EXCERPTED PASSAGE:
Birch Branches is a composite photograph by Moose Lake photographer, Craig Blacklock. Using computer-aided digital processing and state-of-the-art CNC manufacturing, the work was rendered into a three-dimensional image that reflects finely controlled values of light. For the viewer, this creates the ability to perceive photo-realistic imagery. According to Minnesota Conservation Volunteer Magazine, five species of birch are native to Minnesota. All can be told apart by their bark and leaf shape. The most common is the iconic paper birch (Betula papyrifera), but the largest and most majestic is the yellow birch. In Minnesota, it can grow to nearly 100 feet in height and have a trunk 4 feet in diameter.

DATA FOR PROCESSING:

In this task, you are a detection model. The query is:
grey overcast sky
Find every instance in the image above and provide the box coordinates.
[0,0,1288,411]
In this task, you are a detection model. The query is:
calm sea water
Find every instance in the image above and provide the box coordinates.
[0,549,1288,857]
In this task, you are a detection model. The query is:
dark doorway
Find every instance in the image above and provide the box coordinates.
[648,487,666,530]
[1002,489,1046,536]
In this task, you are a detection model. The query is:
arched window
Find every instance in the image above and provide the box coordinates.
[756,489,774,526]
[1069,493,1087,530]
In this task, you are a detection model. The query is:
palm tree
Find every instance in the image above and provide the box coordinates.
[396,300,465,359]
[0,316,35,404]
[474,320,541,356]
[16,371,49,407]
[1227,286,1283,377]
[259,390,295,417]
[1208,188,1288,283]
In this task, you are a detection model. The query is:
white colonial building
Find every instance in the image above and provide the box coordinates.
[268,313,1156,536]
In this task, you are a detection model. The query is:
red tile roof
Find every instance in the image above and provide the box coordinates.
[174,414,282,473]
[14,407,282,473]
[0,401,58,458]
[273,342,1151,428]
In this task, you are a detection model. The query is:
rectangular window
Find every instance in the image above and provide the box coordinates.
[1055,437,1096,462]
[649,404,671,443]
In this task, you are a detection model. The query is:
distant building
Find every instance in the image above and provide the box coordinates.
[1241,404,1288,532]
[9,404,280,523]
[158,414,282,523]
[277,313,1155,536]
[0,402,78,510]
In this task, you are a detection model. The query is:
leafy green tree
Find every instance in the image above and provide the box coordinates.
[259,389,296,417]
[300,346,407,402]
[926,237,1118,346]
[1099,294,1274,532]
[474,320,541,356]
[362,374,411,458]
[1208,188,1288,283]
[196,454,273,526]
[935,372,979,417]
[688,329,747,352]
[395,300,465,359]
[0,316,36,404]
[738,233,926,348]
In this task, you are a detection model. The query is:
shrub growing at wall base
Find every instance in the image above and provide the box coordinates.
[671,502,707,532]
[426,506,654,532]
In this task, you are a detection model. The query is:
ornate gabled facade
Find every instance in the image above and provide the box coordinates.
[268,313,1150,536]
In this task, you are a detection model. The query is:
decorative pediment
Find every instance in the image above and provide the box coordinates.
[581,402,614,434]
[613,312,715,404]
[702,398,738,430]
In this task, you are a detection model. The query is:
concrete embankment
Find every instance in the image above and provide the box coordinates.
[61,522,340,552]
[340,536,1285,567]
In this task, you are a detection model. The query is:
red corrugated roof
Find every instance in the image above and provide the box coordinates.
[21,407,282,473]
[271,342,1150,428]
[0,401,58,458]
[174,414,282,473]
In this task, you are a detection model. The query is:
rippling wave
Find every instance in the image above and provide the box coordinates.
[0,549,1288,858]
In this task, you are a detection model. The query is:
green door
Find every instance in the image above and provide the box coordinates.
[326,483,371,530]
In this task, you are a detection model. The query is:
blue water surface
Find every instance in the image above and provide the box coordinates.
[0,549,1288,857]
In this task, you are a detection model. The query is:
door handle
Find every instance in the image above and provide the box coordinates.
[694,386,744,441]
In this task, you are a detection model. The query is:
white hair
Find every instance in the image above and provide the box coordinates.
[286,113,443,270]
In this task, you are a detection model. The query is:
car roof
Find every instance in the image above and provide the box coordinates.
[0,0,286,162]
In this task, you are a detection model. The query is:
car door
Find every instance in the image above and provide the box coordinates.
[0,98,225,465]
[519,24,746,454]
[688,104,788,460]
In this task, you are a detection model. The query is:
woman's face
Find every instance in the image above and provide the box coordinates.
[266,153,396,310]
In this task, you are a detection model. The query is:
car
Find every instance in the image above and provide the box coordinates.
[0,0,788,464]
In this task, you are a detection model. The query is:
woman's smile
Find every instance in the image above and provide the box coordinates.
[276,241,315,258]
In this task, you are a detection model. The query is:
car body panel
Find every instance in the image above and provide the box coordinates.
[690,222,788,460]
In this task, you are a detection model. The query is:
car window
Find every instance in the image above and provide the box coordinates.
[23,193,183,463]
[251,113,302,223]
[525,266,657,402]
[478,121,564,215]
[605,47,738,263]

PROBLEM SET:
1. Count the lines of the records that contain the string "white", with case counting. Give only the number.
2. Carry on the passage about the Birch Branches photograph and Minnesota's birches, starting after its final sentence.
The text and the records were drawn from separate sources.

THE RESULTS:
1. 2

2.
About the artist:

Specializing in photographing Lake Superior and the interface of land and water, Craig Blacklock is one of the country’s most distinguished nature photographers. Internationally renowned for his inspiring landscapes, nudes, and technical virtuosity. Photographer/author of eighteen books, Craig has been featured in photography magazines such as American Photo, Fine Art Photo, and Outdoor Photographer. His original prints are in museums, private collections, and health care facilities throughout the U.S. Craig’s background in over 30 years of working in large format, shows in his digital images, with precise, exquisite compositions and hyper-real clarity. Craig has taught photography workshops since 1982, providing guidance in the capture, editing, and printing to thousands of aspiring photographers across the country.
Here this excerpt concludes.